▸ **СПИСОК ЗАДАНИЙ**:
a) Перепишите дословно фрагмент текста о домашнем задании дочки: всё, начиная с «Я свято чту» и вниз до «вообще прикинуться неграмотной.».
b) Сколько килограммов огурцов вырастила семья по условию задачи из текста о домашнем задании дочки?
c) Допишите следующую часть текста о домашнем задании дочки, начав сразу после последнего приведенного предложения.

▸ **ТЕКСТ ДЛЯ ЧТЕНИЯ**:
########

На своем приусадебном участке семья вырастила 56 килограммов огурцов, а перца в восемь раз меньше. Вместо краткой записи условия задачи, требуемой учительницей, я держу в руках трогательные пасторали. Зеленый домик с белыми ставнями и ярко-желтым забором, широкая деревянная скамья у высокого крыльца, заросли мальвы и лилий в палисаднике. Рядом с домом две большие теплицы, баня с открытой терраской, гараж. Яблони с налившимися плодами, неистребимые кусты хрена, молодые прижившиеся деревца облепихи и терна. Девчушка в красной куртке и сапожках озорно смеется, запрокинув голову и обнажив ровные белоснежные зубы. Молодая стройная женщина с пышной короной из светло-русых волос держит в руках салатник с помидорами, огурцами и перцем. Мужчина склонился и колдует над мангалом…

— Мам, это наша усадьба! — горделиво демонстрирует дочка свою работу. — Красиво, правда?

— Правда, — искренне соглашаюсь я. — А решение задачи?

— Я сейчас все доделаю. Только дорисую осенний закат, туман над речкой, последние фиолетовые георгины и ярко-желтые ветки старой лиственницы на фоне голубого неба. И возьмусь за математику!

В очередь

Я свято чту завет профессора Преображенского не читать никакой прессы. Я предпочитаю блоги любимых писателей и журналистов. И буквально давеча из дамского любопытства я перешла по ссылке на сайт известного федерального издания. Сказать, что меня ошеломила тамошняя публикация — значит стыдливо промолчать или вообще прикинуться неграмотной.

########

▸ **СТРОКИ**:
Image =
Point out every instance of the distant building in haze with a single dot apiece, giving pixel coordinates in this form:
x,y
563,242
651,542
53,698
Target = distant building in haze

########

▸ **ОТВЕТЫ К ЗАДАНИЯМ**:
a)
Я свято чту завет профессора Преображенского не читать никакой прессы. Я предпочитаю блоги любимых писателей и журналистов. И буквально давеча из дамского любопытства я перешла по ссылке на сайт известного федерального издания. Сказать, что меня ошеломила тамошняя публикация — значит стыдливо промолчать или вообще прикинуться неграмотной.

b) 56 килограммов.

c)
Речь в статье шла об очередях — непременных символах минувшей советской эпохи и атавизмах эпохи современной, более прогрессивной и здравомыслящей. Автор почти социологического исследования изучал сегодняшнюю ситуацию: кто выстраивается в очередь, за каким товаром или услугой. Журнал с российским флагом на всех страницах, статья, написанная в канун президентских выборов, — все вместе рисовало высокодуховного столичного очередника. Граждане великой державы устраивали очередь в музеи, чтобы попасть на выставку всемирно известных художников, в консульские отделы иностранных посольств, дабы объехать полпланеты, в монастыри, надеясь прикоснуться к мощам святых и даже в предприятия фастфуда, чтобы скоротать время. И не было в этом парадно-официальном показушном списке ни одной ветеринарной клиники, управляющей компании, БТИ, налоговой инспекции или банального овощного магазина…

Для меня же, озадаченной провинциалки, очереди никогда не угрожали исчезнуть. Я не помню дней без очередей, разве что те счастливые моменты, когда я уезжала на отдых в усадьбу.

Очереди, в которых я регулярно стою, — унылые вереницы усталых людей, ожидающих возможности заплатить за выбранные продукты в супермаркете, подтвердить право на льготу в налоговой инспекции, пожаловаться директору управляющей компании на холодные батареи в квартире, рассчитаться за условно предоставляемые коммунальные услуги в отделении Сбербанка, получить посылку на почте, пройти ежегодное флюорографическое обследование.

Устыдясь своего почти ежедневного стояния в столь прозаических и заурядных очередях, далеких от предлагаемого центральной прессой идеала, я решила реабилитироваться в собственных глазах. Подруга предлагала мне провести время за границей — съездить в Прагу, прокатиться до Парижа… В связи с этой предполагаемой поездкой я могла бы попредставлять себя в очередях за билетами на самолет (не говоря уже о визах!).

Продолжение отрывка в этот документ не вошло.